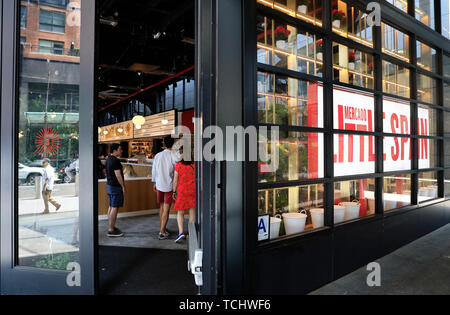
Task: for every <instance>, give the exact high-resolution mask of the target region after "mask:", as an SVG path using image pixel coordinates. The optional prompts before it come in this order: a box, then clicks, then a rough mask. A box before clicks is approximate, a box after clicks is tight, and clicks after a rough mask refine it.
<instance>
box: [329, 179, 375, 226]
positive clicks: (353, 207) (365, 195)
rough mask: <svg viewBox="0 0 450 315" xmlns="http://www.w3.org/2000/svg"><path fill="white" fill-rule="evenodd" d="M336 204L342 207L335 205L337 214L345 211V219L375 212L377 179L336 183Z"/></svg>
mask: <svg viewBox="0 0 450 315" xmlns="http://www.w3.org/2000/svg"><path fill="white" fill-rule="evenodd" d="M334 204H335V205H336V206H341V207H342V208H340V207H335V210H334V211H335V215H338V214H339V212H344V221H350V220H355V219H358V218H361V217H366V216H369V215H373V214H375V179H374V178H368V179H358V180H352V181H347V182H338V183H335V184H334ZM344 208H345V209H344ZM338 223H339V222H338Z"/></svg>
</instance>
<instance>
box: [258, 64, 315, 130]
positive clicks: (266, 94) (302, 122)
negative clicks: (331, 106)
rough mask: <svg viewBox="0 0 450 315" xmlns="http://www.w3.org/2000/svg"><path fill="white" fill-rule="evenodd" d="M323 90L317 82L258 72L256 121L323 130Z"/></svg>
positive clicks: (274, 74) (268, 73)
● ● ● ● ● ● ●
Lines before the one containing "box: [329, 179, 375, 226]" are left out. Repeat that line and all lines after it in the records above exactly.

RESPONSE AREA
box: [329, 179, 375, 226]
positive clicks: (353, 207) (365, 195)
rough mask: <svg viewBox="0 0 450 315" xmlns="http://www.w3.org/2000/svg"><path fill="white" fill-rule="evenodd" d="M336 204L342 207L335 205L337 214L345 211V219L375 212L377 179L336 183Z"/></svg>
mask: <svg viewBox="0 0 450 315" xmlns="http://www.w3.org/2000/svg"><path fill="white" fill-rule="evenodd" d="M334 204H335V205H336V206H341V207H342V208H340V207H335V210H334V211H335V215H338V214H339V212H344V221H350V220H355V219H358V218H361V217H366V216H369V215H373V214H375V179H374V178H368V179H358V180H352V181H347V182H338V183H335V184H334ZM344 208H345V209H344ZM338 223H339V222H338Z"/></svg>
</instance>
<instance>
box: [258, 64, 315, 130]
positive clicks: (266, 94) (302, 122)
negative clicks: (331, 106)
rough mask: <svg viewBox="0 0 450 315" xmlns="http://www.w3.org/2000/svg"><path fill="white" fill-rule="evenodd" d="M323 90L317 82L258 72L256 121L323 130Z"/></svg>
positive clicks: (274, 74) (268, 73)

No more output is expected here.